● **Problem requirements**
Reproduce the records below exactly as they appear, omitting any pictures they contain.

start Data shown

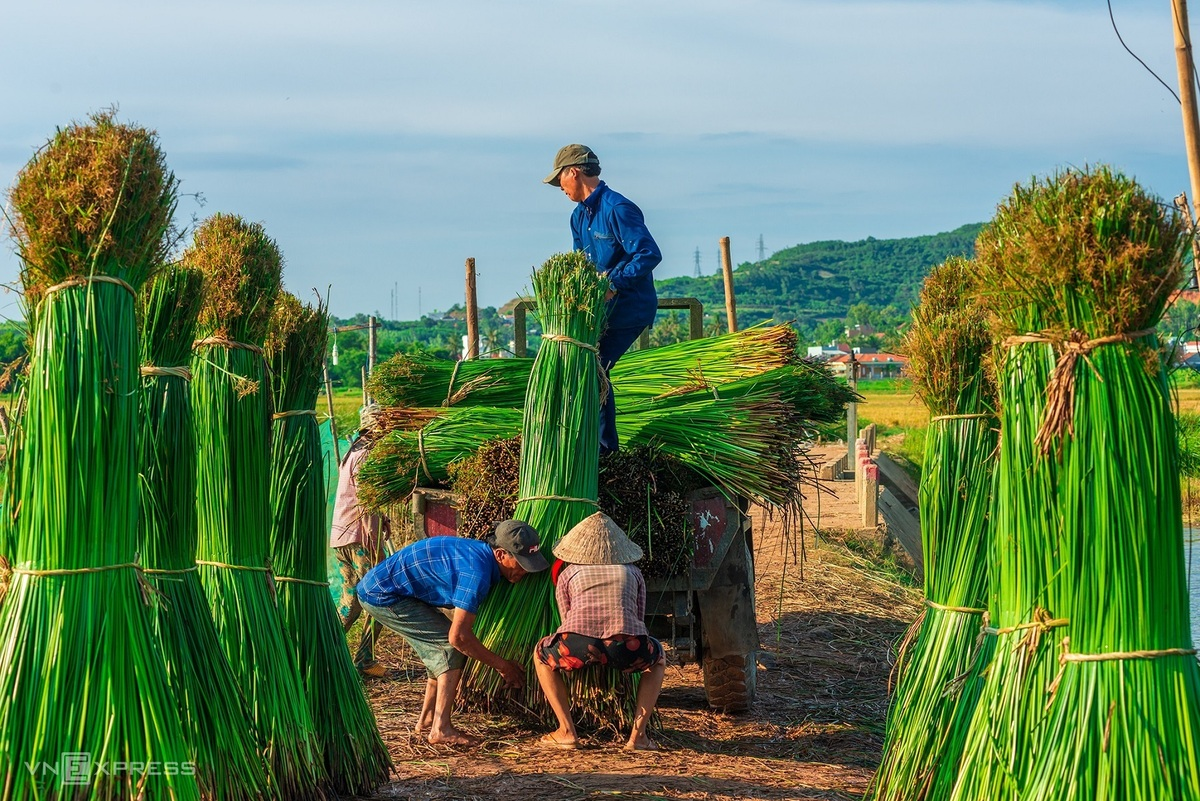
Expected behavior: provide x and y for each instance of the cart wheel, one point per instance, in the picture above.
(731, 681)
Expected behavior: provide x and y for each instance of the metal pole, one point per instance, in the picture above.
(727, 269)
(372, 344)
(472, 313)
(333, 421)
(852, 417)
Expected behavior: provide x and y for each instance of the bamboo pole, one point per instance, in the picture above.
(472, 313)
(333, 421)
(727, 270)
(1185, 66)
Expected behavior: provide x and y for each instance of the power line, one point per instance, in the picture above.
(1115, 30)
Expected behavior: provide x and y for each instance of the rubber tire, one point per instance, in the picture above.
(731, 682)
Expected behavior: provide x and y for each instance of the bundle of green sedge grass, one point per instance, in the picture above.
(424, 380)
(82, 678)
(641, 488)
(232, 404)
(748, 439)
(1080, 266)
(216, 720)
(940, 676)
(559, 464)
(354, 754)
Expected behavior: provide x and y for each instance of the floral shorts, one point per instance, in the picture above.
(570, 651)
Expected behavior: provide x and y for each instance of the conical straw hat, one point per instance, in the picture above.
(597, 540)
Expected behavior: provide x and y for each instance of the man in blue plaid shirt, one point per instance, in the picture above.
(430, 592)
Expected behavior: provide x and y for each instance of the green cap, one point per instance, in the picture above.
(570, 156)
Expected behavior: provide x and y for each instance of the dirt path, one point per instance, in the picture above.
(815, 732)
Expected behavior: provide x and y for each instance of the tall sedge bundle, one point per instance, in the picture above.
(216, 720)
(939, 685)
(559, 458)
(81, 675)
(354, 754)
(1081, 265)
(424, 380)
(232, 404)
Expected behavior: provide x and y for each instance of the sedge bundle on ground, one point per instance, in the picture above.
(558, 474)
(354, 754)
(232, 404)
(1081, 265)
(940, 679)
(82, 681)
(216, 720)
(424, 380)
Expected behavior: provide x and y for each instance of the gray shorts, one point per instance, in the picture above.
(426, 628)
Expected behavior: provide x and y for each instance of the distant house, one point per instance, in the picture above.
(871, 367)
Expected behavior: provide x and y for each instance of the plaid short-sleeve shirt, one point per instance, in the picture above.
(601, 601)
(447, 572)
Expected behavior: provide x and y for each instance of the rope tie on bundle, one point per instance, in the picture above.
(294, 413)
(1035, 630)
(139, 572)
(288, 579)
(965, 610)
(561, 498)
(232, 344)
(264, 568)
(83, 281)
(175, 372)
(454, 374)
(1059, 417)
(605, 381)
(1115, 656)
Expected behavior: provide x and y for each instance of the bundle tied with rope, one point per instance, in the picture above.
(1115, 708)
(352, 750)
(91, 216)
(216, 720)
(243, 269)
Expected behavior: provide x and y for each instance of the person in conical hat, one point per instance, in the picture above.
(601, 600)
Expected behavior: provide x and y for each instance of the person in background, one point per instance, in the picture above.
(601, 600)
(610, 228)
(430, 592)
(357, 537)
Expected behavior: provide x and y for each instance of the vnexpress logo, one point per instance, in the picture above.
(75, 768)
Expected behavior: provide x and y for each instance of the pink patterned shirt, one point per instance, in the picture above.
(352, 524)
(601, 601)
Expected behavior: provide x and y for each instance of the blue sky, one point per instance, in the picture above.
(384, 142)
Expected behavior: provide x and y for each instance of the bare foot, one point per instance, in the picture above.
(643, 744)
(558, 740)
(453, 738)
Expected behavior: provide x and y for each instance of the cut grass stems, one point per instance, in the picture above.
(558, 477)
(939, 676)
(216, 720)
(81, 674)
(233, 408)
(1083, 263)
(354, 754)
(424, 380)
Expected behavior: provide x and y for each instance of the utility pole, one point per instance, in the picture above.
(1187, 92)
(727, 269)
(472, 313)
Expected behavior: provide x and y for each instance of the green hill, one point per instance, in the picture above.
(821, 281)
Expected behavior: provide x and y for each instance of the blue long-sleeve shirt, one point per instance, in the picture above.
(610, 228)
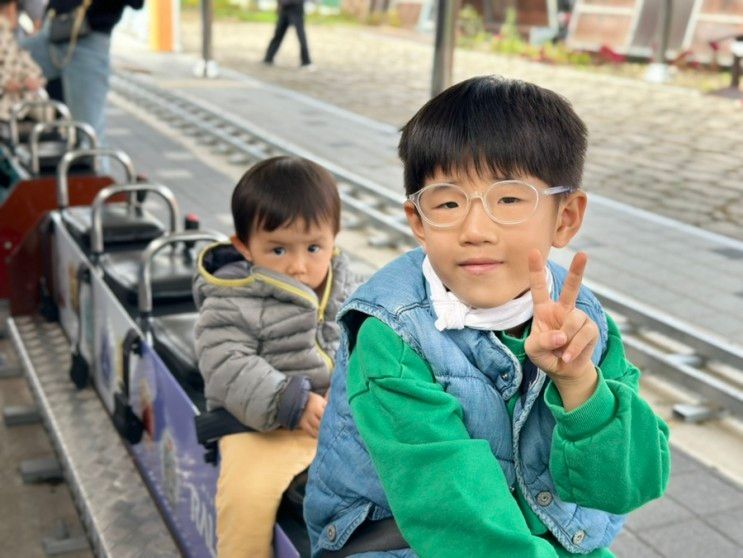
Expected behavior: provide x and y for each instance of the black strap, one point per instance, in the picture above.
(214, 424)
(371, 536)
(530, 372)
(83, 276)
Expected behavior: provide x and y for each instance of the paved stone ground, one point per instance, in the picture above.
(665, 149)
(28, 513)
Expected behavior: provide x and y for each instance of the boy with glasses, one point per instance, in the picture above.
(482, 404)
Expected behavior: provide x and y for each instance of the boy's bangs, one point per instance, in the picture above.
(495, 129)
(284, 208)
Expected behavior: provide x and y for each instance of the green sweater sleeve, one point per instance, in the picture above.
(447, 492)
(612, 452)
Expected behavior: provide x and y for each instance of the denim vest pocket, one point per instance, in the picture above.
(336, 533)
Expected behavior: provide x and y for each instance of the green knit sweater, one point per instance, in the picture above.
(447, 491)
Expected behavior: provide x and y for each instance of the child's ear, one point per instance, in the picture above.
(241, 247)
(570, 215)
(416, 223)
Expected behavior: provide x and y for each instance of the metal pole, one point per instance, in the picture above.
(207, 67)
(658, 69)
(443, 54)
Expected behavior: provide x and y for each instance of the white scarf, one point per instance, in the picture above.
(452, 313)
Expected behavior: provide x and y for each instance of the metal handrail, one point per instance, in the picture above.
(42, 127)
(63, 168)
(96, 230)
(18, 108)
(144, 301)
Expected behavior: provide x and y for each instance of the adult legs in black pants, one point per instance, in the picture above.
(292, 14)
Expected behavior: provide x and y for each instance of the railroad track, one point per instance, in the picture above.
(709, 367)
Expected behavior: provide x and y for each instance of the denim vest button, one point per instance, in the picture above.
(544, 499)
(330, 532)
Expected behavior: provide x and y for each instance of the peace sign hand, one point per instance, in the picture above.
(562, 337)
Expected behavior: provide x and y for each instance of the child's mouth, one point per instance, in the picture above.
(480, 266)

end Data shown

● **Solved exercise**
Expected behavior: provide x and y for each instance of the cart wheel, one point per instance, in the picture above.
(731, 681)
Expected behavior: provide x and y for each instance of the metal pole, one point per instance, in the picture above.
(727, 269)
(372, 344)
(472, 313)
(333, 421)
(852, 417)
Expected behavior: provide x and y for each instance of the bamboo pole, one point per instance, in the picture above.
(472, 313)
(333, 421)
(727, 270)
(1185, 66)
Expected behavior: provide x and y for each instance of the power line, one point per instance, in the picture above.
(1115, 30)
Expected behavior: provide x and y for each instance of the rubber tire, one point per instance, in the picture above.
(731, 682)
Expected behavior: provide x and y for each instance of the bundle of green sedge grass, one point per instance, in the picture above.
(424, 380)
(82, 678)
(641, 488)
(232, 404)
(748, 439)
(1080, 266)
(216, 720)
(940, 676)
(559, 464)
(354, 754)
Expected behavior: provide x and y for each instance of the floral shorts, one point per instance, in the picture above.
(570, 651)
Expected behavior: provide x and y for each instance of the conical straw hat, one point per instance, in the picture above.
(597, 540)
Expected behavior: provide x and y for each instance of the man in blue plaid shirt, one point per instance, in the picture above.
(430, 592)
Expected behavior: provide x and y for each instance of the green cap, one point per instance, in the picture above.
(570, 156)
Expected behavior: provide x and y for each instance of the dirt path, one point per instance, in the picture above.
(815, 732)
Expected behavior: provide x and y for each instance of the tall sedge bundle, one point per instance, in the picture above.
(216, 720)
(939, 685)
(559, 458)
(81, 675)
(354, 754)
(1081, 265)
(424, 380)
(232, 404)
Expected behavior: provide x and y for each instance of the sedge bundle on ground, one point per instance, in the picture above.
(558, 474)
(354, 754)
(232, 404)
(1081, 265)
(940, 679)
(82, 681)
(216, 720)
(424, 380)
Expected behavior: provide x and y for each instance of the gray shorts, one point per instance, in the picture above.
(426, 628)
Expected behavior: provide x and y for each instance of the distant house, one point per instance, in the picture above.
(871, 367)
Expected behavior: provide x and y for each instance of the plaid short-sleeve shirt, one point per instance, in the picture above.
(601, 601)
(447, 572)
Expected behavior: provide x and y for each instance of the rope tie on bundle, one point per instance, in the picture above.
(294, 413)
(1035, 630)
(139, 572)
(288, 579)
(965, 610)
(561, 498)
(232, 344)
(264, 568)
(83, 281)
(175, 372)
(454, 374)
(1059, 417)
(605, 381)
(1115, 656)
Expected behavior: provide x and y for each instance of the bundle tied with rope, one point per instance, in the picture above.
(1115, 708)
(352, 750)
(91, 216)
(216, 720)
(243, 269)
Expected behavior: provide x and y for each instance of the person in conical hat, one point per instance, in the picture above.
(601, 600)
Expected behavior: provide x and y for each instance of the person in background, one point per instance, in the picture above.
(601, 600)
(610, 228)
(430, 592)
(357, 537)
Expected behavior: provide x and y for each instance of the vnexpress logo, one point per instance, in the picture above.
(75, 768)
Expected behavior: provide x and y for each instance of the pink patterned shirt, one point per instance, in the picture above.
(352, 524)
(601, 601)
Expected behavior: provide x and y for each instance of the blue sky, one point per instance, in the picture above.
(384, 142)
Expected behavior: provide x and y for each instance of the bare foot, one point per instance, in the picture above.
(643, 744)
(558, 740)
(453, 738)
Expected behavior: provide x and y for each instance of the cut grass stems, one point per instance, in the picture above.
(558, 477)
(939, 676)
(216, 720)
(81, 674)
(233, 408)
(1083, 263)
(354, 754)
(424, 380)
Expected behavior: provide x and y for each instance of the utility pole, one point per instance, in the picture above.
(1187, 92)
(727, 269)
(472, 313)
Expected behavior: provide x and y for each instance of the green hill, one point per instance, in the picture above.
(821, 281)
Expected behavior: provide x and y for each instance of the blue long-sleeve shirt, one point per instance, in the picture above.
(610, 228)
Expected behavior: provide x and y for each instance of the black strap, one point per instance, in the picture above.
(214, 424)
(371, 536)
(530, 372)
(83, 276)
Expected behavior: provide x and y for each instance of the paved stone ground, one point per instance, in the picture above.
(665, 149)
(28, 513)
Expected behavior: provide x and y for each instance of the boy with glasses, one point per instance, in the picture above.
(482, 404)
Expected behavior: provide x and y for each instance of the boy's bangs, one point per instance, in the picture above.
(495, 129)
(284, 208)
Expected behavior: provide x and y for each instance of the green sweater sleeve, one point per instance, in the picture above.
(447, 492)
(612, 452)
Expected behavior: provide x and y for each instance of the denim vest pocket, one point per instance, in the picture above.
(336, 533)
Expected behavior: provide x and y for each instance of the green knit sweater, one point per instance, in the picture above.
(447, 491)
Expected behavior: provide x and y for each instance of the child's ear, one point per instance, in the picture above.
(241, 247)
(570, 215)
(416, 223)
Expected behavior: provide x and y for each instance of the metal pole, one point per instance, in the picture above.
(207, 67)
(658, 69)
(443, 54)
Expected behavior: provide x and y for each instance of the white scarf, one point per instance, in the picture above.
(452, 313)
Expected behavior: provide x and y for each instance of the metal handrail, one point per instance, in the picture above.
(42, 127)
(63, 168)
(96, 230)
(18, 108)
(144, 301)
Expected behavior: provide x and y for each instance of the adult legs in black pants, one point per instance, in the picture above.
(292, 14)
Expected behavior: provide x and y for each instance of the railroad track, one point per instance, in the picture above.
(709, 367)
Expected behavior: provide x and y for each instance of the denim vest button, one point per instance, in the picture above.
(544, 499)
(330, 532)
Expected behavior: provide x and y for each instance of the peace sign hand, one point per instance, in the picture above.
(562, 337)
Expected behavior: provide x and y for each instance of the child's mouth, one point per instance, in the picture above.
(480, 266)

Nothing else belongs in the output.